▶ [Challenge]
In the records below, start at the line that contains "pediment in the workspace image." and stop after the line that contains "309, 116, 378, 136". Copy those lines word for word, including both end lines.
— BEGIN Provided data —
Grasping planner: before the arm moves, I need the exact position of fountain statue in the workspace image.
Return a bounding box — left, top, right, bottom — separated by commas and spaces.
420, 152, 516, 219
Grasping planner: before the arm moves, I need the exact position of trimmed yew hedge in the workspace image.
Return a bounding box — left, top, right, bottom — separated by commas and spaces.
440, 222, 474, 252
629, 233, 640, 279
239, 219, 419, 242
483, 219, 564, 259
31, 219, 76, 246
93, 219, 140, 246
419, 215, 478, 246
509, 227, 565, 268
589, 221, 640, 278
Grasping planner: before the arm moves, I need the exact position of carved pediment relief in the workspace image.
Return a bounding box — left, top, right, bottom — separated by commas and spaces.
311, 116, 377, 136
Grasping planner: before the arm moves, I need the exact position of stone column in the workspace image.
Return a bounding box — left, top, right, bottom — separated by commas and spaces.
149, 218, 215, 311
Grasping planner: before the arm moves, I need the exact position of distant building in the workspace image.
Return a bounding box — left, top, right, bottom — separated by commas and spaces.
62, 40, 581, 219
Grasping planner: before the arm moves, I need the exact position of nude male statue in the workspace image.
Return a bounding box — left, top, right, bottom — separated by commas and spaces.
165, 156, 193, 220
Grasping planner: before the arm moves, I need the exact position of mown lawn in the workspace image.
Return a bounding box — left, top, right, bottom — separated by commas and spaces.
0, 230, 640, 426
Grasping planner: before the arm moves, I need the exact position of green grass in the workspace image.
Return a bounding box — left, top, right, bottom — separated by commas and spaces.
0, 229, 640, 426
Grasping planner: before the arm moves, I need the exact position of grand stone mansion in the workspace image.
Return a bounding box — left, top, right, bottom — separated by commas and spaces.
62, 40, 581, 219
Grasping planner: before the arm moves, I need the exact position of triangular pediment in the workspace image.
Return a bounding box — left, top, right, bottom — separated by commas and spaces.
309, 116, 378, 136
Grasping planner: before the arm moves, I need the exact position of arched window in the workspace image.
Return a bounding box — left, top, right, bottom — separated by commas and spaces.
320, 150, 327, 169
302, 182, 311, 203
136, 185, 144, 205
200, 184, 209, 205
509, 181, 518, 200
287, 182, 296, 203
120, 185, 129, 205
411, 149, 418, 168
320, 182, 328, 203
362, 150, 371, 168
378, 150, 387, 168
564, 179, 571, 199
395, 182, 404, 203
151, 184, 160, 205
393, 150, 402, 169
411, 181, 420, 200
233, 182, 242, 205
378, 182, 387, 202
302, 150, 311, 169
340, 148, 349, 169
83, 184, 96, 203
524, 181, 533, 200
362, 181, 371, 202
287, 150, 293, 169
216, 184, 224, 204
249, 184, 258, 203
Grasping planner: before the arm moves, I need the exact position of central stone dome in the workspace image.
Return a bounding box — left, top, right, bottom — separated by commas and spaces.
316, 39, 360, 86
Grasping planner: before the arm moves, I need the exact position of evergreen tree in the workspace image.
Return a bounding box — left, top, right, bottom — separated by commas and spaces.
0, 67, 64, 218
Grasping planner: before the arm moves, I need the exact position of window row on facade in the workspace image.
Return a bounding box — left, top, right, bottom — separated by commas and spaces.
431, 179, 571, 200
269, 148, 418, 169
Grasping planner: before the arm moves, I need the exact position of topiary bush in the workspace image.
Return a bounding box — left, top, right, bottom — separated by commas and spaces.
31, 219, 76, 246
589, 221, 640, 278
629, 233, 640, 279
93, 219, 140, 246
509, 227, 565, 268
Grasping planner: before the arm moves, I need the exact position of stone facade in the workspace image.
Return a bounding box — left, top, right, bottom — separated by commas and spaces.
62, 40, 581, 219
— END Provided data —
▶ [Reply to the task]
Grasping planner: before the arm moves, I need the exact position of triangular pediment in the workspace image.
Return a bounding box — left, top, right, bottom — separated by commas and spaces.
309, 116, 378, 136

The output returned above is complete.